[Items from a labeling collection]

########################################

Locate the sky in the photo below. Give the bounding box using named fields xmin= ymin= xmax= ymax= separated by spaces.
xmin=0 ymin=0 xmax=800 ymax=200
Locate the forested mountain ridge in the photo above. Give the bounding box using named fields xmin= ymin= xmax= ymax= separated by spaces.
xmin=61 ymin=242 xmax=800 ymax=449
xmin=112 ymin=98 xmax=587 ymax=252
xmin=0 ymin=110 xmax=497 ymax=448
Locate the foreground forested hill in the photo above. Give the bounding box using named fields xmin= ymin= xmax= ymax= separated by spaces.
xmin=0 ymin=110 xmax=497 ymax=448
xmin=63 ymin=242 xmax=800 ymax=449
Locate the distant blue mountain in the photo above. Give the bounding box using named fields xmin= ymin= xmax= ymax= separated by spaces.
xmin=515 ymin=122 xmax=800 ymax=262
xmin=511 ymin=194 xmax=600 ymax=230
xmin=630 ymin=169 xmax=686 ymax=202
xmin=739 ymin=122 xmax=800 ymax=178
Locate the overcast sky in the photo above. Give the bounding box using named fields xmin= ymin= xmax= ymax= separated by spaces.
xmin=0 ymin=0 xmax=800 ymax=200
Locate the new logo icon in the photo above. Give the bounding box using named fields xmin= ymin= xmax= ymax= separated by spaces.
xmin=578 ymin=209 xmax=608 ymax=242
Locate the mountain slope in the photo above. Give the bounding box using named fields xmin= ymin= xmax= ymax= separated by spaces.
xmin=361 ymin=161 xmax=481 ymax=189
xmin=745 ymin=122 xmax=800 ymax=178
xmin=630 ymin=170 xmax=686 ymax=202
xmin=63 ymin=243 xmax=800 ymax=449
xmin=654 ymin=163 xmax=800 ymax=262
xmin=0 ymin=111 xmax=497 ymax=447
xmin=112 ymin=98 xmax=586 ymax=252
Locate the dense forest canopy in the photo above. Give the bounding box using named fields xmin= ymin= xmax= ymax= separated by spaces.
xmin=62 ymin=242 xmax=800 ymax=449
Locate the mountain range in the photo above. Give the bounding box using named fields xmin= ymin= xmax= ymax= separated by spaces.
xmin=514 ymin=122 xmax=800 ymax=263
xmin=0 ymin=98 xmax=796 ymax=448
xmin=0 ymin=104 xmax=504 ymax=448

########################################

● **To be done**
Recast the stretch from the line containing "Locate the mountain slope" through the end of the items as a Markdown table with the columns Row and Line. Give each line its own numbered row, and leave out blank lines.

● **Exercise output**
| Row | Line |
|---|---|
| 1 | Locate the mountain slope in the photo above. Give the bounding box using named fields xmin= ymin= xmax= ymax= separated by spaces. |
| 2 | xmin=361 ymin=161 xmax=481 ymax=189 |
| 3 | xmin=745 ymin=122 xmax=800 ymax=178 |
| 4 | xmin=630 ymin=170 xmax=686 ymax=202 |
| 5 | xmin=63 ymin=243 xmax=800 ymax=449 |
| 6 | xmin=654 ymin=163 xmax=800 ymax=262 |
| 7 | xmin=0 ymin=111 xmax=497 ymax=447 |
| 8 | xmin=112 ymin=98 xmax=586 ymax=252 |
| 9 | Locate the dense forest canopy in the photo above. Give the bounding box using named fields xmin= ymin= xmax= ymax= separated by spaces. |
| 10 | xmin=62 ymin=242 xmax=800 ymax=449 |
| 11 | Locate the mountain range in the photo above. Give the bounding box using named fields xmin= ymin= xmax= ymax= separated by spaces. |
| 12 | xmin=514 ymin=122 xmax=800 ymax=263 |
| 13 | xmin=0 ymin=98 xmax=796 ymax=448 |
| 14 | xmin=0 ymin=104 xmax=504 ymax=448 |